>> start DATA SUPPLIED

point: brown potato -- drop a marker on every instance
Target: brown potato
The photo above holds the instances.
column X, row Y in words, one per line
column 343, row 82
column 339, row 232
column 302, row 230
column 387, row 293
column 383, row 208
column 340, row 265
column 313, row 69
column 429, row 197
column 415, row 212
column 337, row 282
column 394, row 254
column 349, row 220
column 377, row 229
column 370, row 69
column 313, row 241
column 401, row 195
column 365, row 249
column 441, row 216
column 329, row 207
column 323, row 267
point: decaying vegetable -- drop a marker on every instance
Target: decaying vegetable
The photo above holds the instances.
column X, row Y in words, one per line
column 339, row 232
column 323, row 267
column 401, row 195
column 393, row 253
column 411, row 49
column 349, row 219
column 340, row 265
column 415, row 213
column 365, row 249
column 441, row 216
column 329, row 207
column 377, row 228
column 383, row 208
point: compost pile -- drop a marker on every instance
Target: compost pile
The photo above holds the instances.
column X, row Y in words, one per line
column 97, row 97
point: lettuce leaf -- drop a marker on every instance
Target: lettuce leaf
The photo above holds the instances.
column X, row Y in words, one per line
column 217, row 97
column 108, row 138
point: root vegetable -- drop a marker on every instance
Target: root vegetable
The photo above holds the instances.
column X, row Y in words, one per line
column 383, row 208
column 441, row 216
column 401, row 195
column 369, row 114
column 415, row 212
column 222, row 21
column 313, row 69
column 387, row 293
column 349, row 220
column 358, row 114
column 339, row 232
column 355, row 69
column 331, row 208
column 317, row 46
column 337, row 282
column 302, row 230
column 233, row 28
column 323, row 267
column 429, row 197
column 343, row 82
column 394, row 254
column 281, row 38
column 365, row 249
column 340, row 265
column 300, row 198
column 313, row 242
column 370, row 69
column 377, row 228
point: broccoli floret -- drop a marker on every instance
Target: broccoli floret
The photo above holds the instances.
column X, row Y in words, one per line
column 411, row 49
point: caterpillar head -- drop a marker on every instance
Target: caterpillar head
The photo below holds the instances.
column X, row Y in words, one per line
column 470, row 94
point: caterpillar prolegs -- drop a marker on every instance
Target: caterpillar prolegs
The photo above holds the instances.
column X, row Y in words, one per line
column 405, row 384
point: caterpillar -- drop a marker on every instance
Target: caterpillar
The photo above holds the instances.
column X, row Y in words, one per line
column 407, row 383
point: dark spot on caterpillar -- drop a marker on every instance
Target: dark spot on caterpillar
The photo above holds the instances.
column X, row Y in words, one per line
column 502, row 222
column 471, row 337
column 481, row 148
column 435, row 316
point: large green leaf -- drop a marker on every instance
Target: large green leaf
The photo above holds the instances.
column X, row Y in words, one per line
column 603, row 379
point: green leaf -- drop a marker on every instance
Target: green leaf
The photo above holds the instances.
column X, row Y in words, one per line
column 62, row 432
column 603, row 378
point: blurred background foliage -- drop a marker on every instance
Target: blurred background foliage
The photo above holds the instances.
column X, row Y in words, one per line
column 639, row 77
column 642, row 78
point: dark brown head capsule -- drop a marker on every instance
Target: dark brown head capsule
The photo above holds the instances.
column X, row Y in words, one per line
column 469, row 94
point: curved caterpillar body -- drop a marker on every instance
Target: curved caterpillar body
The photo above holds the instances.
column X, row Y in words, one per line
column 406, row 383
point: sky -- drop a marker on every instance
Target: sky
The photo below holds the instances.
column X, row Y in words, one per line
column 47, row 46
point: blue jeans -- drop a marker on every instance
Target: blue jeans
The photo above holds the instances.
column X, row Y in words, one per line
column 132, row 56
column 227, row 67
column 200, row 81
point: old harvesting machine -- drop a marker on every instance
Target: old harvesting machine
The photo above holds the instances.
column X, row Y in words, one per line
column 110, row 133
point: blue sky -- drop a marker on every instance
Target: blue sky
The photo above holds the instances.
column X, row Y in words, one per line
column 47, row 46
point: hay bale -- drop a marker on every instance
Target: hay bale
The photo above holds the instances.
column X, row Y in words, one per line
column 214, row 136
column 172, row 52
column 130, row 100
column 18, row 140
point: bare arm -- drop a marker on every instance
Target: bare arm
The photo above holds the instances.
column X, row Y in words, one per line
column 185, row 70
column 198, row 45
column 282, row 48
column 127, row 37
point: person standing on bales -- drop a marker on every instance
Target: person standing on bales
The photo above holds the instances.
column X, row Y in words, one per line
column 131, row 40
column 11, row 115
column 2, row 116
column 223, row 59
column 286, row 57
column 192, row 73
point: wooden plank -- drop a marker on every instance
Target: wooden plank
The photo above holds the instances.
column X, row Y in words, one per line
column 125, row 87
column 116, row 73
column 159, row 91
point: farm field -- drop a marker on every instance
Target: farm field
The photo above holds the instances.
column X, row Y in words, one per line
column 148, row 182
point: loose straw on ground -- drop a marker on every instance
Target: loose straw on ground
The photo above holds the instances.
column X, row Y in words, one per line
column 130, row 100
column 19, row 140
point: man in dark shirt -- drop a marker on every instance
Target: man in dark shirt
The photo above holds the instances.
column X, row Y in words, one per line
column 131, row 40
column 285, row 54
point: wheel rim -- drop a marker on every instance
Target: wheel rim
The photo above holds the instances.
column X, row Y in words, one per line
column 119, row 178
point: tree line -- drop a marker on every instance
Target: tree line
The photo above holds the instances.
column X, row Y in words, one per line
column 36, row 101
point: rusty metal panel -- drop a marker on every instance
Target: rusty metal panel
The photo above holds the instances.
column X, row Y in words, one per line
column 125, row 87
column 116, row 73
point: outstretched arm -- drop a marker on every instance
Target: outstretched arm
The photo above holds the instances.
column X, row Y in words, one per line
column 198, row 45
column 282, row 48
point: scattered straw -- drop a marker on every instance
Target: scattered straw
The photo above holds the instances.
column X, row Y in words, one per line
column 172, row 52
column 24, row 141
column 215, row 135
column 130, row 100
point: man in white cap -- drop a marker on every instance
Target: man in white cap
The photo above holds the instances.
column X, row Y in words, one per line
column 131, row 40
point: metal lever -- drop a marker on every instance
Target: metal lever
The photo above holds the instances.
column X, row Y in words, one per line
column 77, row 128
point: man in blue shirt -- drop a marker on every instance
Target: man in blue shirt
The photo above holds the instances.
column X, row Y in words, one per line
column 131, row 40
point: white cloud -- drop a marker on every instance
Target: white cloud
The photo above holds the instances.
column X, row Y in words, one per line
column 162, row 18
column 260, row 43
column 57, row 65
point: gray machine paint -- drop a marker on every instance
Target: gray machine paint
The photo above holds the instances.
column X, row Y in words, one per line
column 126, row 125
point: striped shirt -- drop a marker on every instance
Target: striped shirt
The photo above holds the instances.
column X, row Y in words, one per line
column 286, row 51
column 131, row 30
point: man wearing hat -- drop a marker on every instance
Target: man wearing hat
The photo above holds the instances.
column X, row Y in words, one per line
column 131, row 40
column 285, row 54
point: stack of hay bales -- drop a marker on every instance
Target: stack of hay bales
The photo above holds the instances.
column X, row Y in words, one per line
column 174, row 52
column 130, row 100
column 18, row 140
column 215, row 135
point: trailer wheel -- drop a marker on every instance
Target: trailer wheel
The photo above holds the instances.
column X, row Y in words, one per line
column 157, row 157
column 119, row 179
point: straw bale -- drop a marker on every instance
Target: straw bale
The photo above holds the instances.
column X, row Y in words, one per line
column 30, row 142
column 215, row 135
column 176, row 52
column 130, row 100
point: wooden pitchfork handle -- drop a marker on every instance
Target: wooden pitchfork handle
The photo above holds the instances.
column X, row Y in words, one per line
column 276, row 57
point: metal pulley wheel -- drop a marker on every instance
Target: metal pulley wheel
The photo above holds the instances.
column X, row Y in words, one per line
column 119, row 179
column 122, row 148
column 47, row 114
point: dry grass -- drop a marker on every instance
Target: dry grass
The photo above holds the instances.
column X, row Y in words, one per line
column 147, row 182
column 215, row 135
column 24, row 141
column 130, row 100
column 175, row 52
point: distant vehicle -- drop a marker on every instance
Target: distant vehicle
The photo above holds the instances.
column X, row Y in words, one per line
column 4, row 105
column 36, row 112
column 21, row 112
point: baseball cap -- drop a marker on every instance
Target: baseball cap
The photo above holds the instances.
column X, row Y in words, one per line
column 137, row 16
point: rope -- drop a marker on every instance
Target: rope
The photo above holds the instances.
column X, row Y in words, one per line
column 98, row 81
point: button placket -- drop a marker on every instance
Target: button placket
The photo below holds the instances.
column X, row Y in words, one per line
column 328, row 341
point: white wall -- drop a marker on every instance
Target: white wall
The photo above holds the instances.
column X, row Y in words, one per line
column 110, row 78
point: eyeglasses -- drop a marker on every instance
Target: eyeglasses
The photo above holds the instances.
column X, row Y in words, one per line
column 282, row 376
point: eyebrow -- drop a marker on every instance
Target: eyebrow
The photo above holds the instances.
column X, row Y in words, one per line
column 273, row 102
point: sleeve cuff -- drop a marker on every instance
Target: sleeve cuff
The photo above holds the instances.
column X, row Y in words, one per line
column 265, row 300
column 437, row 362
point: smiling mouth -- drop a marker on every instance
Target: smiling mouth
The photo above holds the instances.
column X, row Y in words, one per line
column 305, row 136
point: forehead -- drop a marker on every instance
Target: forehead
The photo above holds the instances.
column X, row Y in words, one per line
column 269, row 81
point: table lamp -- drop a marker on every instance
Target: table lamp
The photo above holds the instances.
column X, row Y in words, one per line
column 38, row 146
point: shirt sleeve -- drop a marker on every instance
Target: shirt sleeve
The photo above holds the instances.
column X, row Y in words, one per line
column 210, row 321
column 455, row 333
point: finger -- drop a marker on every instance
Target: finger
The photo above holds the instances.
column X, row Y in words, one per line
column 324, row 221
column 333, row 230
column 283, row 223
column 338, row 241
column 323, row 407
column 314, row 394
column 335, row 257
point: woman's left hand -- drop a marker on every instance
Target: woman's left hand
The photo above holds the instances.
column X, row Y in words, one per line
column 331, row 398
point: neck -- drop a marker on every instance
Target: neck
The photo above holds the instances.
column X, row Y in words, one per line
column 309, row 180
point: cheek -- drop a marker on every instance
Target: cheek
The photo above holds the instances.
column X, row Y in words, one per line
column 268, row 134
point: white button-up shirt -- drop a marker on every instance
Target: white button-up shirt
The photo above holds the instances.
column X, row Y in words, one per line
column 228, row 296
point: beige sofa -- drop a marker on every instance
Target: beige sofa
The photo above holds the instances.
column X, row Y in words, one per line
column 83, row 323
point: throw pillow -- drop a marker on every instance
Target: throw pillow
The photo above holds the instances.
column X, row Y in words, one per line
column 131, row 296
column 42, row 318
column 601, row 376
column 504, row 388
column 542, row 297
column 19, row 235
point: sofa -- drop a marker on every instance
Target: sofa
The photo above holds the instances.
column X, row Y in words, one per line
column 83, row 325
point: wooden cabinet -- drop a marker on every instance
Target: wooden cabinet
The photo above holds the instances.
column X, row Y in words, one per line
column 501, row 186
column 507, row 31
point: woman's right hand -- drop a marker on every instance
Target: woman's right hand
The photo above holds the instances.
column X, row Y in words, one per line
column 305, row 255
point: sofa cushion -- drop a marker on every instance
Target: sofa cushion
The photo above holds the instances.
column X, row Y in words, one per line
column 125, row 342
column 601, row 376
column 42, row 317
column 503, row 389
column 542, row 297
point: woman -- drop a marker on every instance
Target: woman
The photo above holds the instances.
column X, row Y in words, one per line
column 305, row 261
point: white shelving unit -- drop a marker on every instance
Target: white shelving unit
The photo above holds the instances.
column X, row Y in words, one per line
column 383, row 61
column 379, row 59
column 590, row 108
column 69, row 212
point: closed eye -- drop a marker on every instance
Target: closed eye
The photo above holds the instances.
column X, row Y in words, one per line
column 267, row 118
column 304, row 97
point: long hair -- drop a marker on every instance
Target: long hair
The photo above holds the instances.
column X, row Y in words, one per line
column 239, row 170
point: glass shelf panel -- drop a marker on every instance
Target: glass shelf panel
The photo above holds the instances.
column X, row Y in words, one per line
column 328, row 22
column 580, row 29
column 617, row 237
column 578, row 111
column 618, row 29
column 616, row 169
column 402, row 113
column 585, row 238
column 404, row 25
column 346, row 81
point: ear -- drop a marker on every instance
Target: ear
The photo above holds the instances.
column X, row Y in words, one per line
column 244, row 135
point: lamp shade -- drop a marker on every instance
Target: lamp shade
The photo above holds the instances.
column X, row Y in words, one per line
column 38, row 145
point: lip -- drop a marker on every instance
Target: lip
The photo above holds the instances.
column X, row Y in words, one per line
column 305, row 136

>> end DATA SUPPLIED

- [THE TASK]
Reproduce, character for character, the part of the items above that opens with the line containing "point: dark spot" and closes with the line containing "column 200, row 81", including both of those lines.

- [WRITTEN SOLUTION]
point: dark spot on caterpillar -- drop a marker on every instance
Target: dark spot on caterpillar
The photo above holds the instances.
column X, row Y in words, one per line
column 502, row 222
column 471, row 337
column 481, row 148
column 435, row 316
point: large green leaf -- drop a marker on every instance
Target: large green leaf
The photo above holds the instances.
column X, row Y in words, one per line
column 603, row 379
point: green leaf -- drop a marker on every instance
Target: green leaf
The photo above holds the instances.
column X, row Y in words, one per line
column 62, row 432
column 603, row 378
point: blurred background foliage -- drop a marker on every instance
Target: blurred background foliage
The photo above holds the instances.
column X, row Y in words, one per line
column 639, row 77
column 642, row 78
point: dark brown head capsule -- drop a marker on every instance
Target: dark brown head capsule
The photo above holds the instances.
column X, row Y in words, one per line
column 469, row 94
point: curved caterpillar body -- drop a marker on every instance
Target: curved caterpillar body
The photo above holds the instances.
column X, row Y in words, one per line
column 406, row 383
point: sky -- drop a marker on every instance
Target: sky
The photo below holds the instances.
column X, row Y in words, one per line
column 47, row 46
point: blue jeans -- drop a marker on every instance
Target: blue jeans
The photo above holds the instances.
column X, row Y in words, one per line
column 132, row 56
column 227, row 67
column 200, row 81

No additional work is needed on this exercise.